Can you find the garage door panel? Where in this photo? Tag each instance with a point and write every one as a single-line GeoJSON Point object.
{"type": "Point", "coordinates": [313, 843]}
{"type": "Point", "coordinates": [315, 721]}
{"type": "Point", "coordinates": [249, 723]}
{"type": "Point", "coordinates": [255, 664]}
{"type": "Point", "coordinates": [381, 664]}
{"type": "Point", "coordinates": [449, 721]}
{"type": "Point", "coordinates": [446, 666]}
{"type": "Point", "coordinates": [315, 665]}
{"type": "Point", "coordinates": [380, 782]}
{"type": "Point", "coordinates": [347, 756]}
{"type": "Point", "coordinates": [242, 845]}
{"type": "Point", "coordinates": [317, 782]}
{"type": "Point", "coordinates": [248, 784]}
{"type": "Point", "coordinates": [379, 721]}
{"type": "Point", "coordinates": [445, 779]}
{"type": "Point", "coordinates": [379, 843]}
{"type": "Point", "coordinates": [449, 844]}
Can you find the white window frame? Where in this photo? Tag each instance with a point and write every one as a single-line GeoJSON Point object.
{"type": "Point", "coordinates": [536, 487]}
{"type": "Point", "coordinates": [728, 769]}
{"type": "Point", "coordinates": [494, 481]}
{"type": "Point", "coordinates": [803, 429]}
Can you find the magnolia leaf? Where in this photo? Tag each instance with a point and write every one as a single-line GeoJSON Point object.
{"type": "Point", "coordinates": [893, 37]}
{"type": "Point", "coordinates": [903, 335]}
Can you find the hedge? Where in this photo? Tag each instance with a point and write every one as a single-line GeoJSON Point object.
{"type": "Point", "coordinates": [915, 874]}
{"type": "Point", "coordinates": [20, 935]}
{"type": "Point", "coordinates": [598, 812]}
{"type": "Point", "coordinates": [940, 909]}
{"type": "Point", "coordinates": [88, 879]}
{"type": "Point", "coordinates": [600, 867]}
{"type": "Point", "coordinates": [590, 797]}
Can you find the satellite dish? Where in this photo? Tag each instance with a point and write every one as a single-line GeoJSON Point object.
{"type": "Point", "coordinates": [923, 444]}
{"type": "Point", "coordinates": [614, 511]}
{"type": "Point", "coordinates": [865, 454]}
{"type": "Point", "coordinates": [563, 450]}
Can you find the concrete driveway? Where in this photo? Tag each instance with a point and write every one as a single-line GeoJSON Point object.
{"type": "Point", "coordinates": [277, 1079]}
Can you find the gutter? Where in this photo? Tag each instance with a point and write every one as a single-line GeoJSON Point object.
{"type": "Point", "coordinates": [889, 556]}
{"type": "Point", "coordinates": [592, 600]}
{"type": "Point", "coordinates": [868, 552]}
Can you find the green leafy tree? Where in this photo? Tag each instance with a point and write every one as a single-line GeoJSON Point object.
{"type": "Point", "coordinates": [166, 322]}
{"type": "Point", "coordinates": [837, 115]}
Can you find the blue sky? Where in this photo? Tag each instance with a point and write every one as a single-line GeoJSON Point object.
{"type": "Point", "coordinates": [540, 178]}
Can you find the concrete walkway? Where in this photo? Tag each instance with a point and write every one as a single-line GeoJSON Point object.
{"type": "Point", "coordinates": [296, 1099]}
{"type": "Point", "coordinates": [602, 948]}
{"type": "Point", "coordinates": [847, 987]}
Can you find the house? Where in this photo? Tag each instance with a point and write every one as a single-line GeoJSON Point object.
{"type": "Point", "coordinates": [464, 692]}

## What is needed
Switch "concrete walkway" to "stone walkway" in the entries from the line containing "Can you find the green" through the end of the entries, inclusive. Write out only those lines, with nothing else changed.

## The answer
Can you find the green leafy tree? Where in this photo? Tag each instance with a point and write every one as a single-line GeoJSON Point object.
{"type": "Point", "coordinates": [166, 322]}
{"type": "Point", "coordinates": [837, 115]}
Can you find the blue sky? Where in this photo? Tag each instance with a point and write every one as a single-line GeoJSON Point object.
{"type": "Point", "coordinates": [540, 178]}
Can you find the stone walkway? Where in this photo? Tag each instance with a point and write every one as a single-line GeoJSON Point object.
{"type": "Point", "coordinates": [296, 1099]}
{"type": "Point", "coordinates": [602, 948]}
{"type": "Point", "coordinates": [847, 987]}
Can you find the house? Where in this photo? Tag each instance with a point and write every one as a single-line GeoJSON Point object.
{"type": "Point", "coordinates": [464, 692]}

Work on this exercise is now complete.